EXCERPTED TEXT:
────────────────────
Health care costs rose sharply this year, further underscoring the problem of uninsured and underinsured Americans, The New York Times reported on Tuesday.

The average insurance premium for employer-sponsored family coverage was $15,073 in 2011, up 9 percent from 2010, outstripping the average increase in wages, according to a study by the nonprofit Kaiser Family Foundation. The new average is about double the average premium of $7,061 in 2001, but average wages have increased by just 34 percent since then.

The average worker in 2011 was responsible for $4,129 of the total premium, up from $1,787 in 2001. That number did not increase significantly from 2010 to 2011.

Interestingly, the number of young Americans who are insured has actually increased, probably because of the provision in President Barack Obama's health care law that allows young adults to stay on their parents' or guardians' insurance through age 26. Previously, family coverage from most insurance companies was only available to young adults while they remained full-time students.

But that hasn't helped policyholders, who are paying increasingly high premiums as insurance companies try to protect themselves against potential future costs, such as the cost of being required to insure people with pre-existing conditions.

The White House released a statement on Tuesday rebutting allegations that the health care overhaul had prompted insurers to raise premiums in order to cover the cost of complying with the new regulations. The statement made three main points: one, that 2011 premiums were set in 2010, when insurance companies thought medical costs would be significantly higher than they turned out to be; two, that starting in 2012, insurance companies will be subject to new regulations that will prevent large premium increases; and three, that although premiums are increasing, their growth is expected to slow down, according to reports from the consulting firm Mercer and from Goldman Sachs.
────────────────────
SUPPLIED INFORMATION:
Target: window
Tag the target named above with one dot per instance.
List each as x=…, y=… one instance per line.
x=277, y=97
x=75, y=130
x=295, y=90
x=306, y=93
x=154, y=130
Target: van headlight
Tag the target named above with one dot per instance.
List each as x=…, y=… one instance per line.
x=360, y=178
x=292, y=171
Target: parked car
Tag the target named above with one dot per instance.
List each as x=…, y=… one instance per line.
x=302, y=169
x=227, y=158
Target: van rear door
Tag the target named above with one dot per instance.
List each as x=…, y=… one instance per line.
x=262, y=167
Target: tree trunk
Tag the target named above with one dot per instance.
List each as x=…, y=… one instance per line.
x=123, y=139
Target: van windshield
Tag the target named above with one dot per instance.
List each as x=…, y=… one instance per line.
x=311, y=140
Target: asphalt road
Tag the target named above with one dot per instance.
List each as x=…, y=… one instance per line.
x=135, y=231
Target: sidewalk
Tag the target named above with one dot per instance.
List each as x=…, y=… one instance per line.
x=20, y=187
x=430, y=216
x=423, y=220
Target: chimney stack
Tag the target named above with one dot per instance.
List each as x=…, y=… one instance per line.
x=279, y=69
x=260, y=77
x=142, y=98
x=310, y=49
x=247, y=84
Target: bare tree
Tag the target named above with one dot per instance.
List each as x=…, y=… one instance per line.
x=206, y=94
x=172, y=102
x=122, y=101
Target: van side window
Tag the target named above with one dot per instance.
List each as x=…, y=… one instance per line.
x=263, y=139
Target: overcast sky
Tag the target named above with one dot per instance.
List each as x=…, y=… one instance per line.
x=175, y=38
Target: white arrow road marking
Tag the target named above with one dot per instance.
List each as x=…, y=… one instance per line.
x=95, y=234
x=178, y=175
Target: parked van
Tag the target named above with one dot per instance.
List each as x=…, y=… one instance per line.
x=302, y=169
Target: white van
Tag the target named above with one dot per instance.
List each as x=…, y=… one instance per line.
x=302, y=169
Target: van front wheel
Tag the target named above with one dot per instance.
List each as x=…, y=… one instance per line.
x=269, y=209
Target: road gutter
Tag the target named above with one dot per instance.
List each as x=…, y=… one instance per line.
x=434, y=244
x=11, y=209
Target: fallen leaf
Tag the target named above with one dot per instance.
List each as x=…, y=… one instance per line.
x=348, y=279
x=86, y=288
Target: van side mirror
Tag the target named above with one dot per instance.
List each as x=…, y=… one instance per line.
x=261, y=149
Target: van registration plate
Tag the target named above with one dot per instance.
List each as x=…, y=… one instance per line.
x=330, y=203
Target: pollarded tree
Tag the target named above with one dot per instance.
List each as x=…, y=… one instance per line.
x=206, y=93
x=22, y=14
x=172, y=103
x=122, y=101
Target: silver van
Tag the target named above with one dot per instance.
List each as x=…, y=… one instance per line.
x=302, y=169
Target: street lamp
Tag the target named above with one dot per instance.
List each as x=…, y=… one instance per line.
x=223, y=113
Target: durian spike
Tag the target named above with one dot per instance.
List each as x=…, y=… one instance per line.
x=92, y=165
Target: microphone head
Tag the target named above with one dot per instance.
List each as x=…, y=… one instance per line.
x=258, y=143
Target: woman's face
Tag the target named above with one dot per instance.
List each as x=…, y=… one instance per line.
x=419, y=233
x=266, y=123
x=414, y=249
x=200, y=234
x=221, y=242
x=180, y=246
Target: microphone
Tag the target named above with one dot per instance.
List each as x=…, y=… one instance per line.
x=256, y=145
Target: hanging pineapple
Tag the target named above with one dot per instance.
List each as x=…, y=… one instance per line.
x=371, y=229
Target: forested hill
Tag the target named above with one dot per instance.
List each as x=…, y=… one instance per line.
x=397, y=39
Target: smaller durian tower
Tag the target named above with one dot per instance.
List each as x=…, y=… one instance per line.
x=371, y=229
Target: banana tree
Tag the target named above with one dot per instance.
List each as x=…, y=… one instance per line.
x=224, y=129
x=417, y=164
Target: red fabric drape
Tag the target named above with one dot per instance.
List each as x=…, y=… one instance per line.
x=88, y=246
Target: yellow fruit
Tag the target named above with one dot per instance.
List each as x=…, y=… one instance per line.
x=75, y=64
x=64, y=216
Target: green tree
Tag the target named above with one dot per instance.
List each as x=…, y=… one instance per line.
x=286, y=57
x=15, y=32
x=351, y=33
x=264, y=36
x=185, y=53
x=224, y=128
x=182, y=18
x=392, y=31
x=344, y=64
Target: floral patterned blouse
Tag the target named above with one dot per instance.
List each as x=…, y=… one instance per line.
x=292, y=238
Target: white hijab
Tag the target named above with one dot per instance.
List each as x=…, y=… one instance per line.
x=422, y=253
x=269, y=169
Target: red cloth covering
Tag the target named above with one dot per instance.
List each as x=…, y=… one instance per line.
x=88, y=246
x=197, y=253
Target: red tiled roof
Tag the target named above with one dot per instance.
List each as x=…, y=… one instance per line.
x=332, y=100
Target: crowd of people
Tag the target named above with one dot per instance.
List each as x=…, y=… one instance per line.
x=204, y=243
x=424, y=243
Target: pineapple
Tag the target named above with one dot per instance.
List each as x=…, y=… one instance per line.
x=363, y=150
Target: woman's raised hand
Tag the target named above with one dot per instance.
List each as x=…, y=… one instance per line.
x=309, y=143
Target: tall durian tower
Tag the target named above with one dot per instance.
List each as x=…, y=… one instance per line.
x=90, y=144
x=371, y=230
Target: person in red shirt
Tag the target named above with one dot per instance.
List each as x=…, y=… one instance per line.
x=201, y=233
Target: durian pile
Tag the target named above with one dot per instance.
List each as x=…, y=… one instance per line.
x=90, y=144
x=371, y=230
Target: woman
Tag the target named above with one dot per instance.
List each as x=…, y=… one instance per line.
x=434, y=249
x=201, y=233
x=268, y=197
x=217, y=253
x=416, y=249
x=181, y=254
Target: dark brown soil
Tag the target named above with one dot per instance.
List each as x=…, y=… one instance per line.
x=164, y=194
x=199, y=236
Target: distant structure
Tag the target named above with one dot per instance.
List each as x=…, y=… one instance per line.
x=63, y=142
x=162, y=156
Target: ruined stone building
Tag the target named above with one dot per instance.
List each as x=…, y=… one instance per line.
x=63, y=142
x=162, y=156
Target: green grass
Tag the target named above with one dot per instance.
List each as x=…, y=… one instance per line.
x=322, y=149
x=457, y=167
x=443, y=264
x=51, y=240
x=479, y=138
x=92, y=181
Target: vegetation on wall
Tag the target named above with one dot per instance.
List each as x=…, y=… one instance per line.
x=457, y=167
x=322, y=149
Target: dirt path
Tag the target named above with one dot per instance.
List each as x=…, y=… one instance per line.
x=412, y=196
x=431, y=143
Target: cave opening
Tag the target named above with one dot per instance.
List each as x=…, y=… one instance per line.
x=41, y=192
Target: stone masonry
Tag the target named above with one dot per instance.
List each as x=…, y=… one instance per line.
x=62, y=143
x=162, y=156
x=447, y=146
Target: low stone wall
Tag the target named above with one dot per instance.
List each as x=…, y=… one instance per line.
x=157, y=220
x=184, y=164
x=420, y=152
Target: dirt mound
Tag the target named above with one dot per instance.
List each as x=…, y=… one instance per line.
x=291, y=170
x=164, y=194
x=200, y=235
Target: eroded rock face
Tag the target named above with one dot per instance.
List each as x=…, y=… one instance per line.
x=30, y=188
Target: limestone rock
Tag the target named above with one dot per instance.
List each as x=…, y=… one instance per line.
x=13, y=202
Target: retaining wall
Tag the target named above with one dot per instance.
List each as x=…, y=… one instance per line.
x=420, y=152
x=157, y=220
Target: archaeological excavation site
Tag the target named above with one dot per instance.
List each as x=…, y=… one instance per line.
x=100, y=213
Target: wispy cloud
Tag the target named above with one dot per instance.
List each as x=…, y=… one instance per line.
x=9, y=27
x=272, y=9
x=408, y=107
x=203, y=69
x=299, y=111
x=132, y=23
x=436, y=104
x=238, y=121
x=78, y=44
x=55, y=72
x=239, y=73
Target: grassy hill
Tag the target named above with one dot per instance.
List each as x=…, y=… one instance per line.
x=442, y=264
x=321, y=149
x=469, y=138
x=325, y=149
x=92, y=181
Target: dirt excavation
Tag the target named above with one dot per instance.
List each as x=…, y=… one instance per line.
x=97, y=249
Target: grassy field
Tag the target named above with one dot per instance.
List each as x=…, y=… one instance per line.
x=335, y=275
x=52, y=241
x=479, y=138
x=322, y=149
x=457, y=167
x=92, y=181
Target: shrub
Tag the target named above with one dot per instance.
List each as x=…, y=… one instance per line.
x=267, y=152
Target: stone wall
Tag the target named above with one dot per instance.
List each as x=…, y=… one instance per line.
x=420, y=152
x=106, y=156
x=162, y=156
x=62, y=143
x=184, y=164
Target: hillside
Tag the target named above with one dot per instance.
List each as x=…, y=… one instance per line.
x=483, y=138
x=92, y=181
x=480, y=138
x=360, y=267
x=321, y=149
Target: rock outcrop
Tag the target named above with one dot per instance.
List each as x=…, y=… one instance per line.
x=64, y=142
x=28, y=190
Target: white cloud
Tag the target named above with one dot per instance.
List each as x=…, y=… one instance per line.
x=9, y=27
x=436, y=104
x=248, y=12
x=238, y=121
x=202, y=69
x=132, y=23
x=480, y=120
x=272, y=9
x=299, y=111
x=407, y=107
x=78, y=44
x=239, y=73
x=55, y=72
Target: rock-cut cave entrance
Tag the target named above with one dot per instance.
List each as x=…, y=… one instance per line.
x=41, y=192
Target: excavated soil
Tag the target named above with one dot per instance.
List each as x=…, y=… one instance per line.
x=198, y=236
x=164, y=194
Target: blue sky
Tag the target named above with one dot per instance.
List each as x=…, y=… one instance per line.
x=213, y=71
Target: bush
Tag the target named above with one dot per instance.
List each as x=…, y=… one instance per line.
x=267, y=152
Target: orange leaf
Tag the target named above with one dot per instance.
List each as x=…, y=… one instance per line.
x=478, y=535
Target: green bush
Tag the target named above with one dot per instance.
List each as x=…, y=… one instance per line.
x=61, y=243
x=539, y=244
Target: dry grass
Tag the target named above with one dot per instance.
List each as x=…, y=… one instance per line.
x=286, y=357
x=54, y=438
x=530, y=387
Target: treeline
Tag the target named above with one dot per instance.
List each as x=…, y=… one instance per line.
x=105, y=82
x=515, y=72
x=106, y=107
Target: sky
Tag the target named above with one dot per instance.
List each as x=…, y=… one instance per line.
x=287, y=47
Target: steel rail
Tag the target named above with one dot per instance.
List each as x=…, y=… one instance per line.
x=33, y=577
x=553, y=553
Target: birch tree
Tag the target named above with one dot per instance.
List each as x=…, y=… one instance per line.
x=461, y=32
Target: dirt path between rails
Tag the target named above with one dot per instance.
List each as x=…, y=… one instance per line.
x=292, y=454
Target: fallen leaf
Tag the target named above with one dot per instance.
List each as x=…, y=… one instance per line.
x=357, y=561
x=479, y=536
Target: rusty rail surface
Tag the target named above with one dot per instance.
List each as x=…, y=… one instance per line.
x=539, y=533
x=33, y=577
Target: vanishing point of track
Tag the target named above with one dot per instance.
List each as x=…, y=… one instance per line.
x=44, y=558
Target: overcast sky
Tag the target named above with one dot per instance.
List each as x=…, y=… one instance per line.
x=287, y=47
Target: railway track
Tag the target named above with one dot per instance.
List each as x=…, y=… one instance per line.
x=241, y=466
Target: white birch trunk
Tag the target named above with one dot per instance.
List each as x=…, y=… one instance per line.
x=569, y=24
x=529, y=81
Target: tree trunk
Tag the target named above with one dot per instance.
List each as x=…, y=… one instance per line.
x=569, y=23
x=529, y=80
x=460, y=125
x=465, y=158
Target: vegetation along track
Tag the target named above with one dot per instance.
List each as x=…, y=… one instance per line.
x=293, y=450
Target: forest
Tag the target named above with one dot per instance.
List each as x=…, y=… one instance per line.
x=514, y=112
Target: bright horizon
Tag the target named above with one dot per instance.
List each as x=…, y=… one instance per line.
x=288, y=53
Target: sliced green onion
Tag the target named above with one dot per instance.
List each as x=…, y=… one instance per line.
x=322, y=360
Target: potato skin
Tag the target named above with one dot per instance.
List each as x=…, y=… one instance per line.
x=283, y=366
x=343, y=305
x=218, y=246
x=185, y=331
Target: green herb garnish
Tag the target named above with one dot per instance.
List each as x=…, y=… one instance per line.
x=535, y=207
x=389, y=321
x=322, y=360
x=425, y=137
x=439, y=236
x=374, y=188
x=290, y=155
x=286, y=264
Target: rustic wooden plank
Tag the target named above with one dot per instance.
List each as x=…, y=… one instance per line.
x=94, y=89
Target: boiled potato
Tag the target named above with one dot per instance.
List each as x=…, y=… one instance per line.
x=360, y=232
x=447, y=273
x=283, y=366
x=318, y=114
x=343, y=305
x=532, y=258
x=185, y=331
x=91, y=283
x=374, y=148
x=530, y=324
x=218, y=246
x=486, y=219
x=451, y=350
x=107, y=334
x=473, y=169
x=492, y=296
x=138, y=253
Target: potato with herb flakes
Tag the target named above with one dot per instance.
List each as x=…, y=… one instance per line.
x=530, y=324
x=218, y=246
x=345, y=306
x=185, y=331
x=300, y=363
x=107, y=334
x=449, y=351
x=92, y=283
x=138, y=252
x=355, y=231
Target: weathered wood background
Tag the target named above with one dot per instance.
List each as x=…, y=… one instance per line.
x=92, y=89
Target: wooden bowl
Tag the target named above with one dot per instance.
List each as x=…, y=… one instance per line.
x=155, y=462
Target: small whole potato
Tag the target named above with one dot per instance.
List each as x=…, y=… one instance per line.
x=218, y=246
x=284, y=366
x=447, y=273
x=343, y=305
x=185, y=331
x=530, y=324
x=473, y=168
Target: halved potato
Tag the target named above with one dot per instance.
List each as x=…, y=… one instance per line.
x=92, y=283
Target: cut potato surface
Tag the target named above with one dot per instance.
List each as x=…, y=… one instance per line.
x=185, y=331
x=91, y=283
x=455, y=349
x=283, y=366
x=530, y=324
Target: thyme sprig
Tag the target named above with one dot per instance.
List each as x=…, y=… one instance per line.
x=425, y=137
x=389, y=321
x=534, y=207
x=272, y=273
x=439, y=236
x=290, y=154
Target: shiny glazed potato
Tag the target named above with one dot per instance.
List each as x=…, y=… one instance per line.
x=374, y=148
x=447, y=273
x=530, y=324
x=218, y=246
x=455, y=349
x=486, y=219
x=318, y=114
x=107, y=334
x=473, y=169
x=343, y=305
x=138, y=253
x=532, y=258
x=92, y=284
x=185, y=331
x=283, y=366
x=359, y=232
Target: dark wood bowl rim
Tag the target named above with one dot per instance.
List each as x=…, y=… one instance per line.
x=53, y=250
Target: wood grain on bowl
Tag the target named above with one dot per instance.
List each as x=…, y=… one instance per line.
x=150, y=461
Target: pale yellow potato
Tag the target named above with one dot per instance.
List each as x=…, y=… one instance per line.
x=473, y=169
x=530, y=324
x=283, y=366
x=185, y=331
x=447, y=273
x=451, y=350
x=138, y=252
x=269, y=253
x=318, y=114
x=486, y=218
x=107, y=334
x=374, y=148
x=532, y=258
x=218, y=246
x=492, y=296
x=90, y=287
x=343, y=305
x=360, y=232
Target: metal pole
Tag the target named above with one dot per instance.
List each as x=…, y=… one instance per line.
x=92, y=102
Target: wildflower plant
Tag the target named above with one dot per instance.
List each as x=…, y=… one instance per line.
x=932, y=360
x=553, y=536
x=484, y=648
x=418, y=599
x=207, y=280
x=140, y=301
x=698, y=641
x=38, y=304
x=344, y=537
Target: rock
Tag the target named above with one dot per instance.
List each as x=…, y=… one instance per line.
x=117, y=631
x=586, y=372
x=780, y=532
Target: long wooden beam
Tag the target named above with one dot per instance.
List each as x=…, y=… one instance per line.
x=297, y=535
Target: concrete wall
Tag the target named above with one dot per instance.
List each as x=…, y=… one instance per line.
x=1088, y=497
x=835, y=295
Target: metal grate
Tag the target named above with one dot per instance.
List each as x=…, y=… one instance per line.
────────────────────
Rewrite the paragraph of the health care costs article above that begins "The White House released a statement" as a brief bulleted list that keeps its main facts.

TASK OUTPUT:
- On Tuesday, the White House issued a statement denying that the health care overhaul led insurers to raise premiums to cover the cost of complying with new regulations.
- 2011 premiums were set in 2010, when insurers expected medical costs to be much higher than they turned out to be.
- Starting in 2012, new regulations will prevent large premium increases.
- Premiums are still rising, but Mercer and Goldman Sachs reports expect their growth to slow.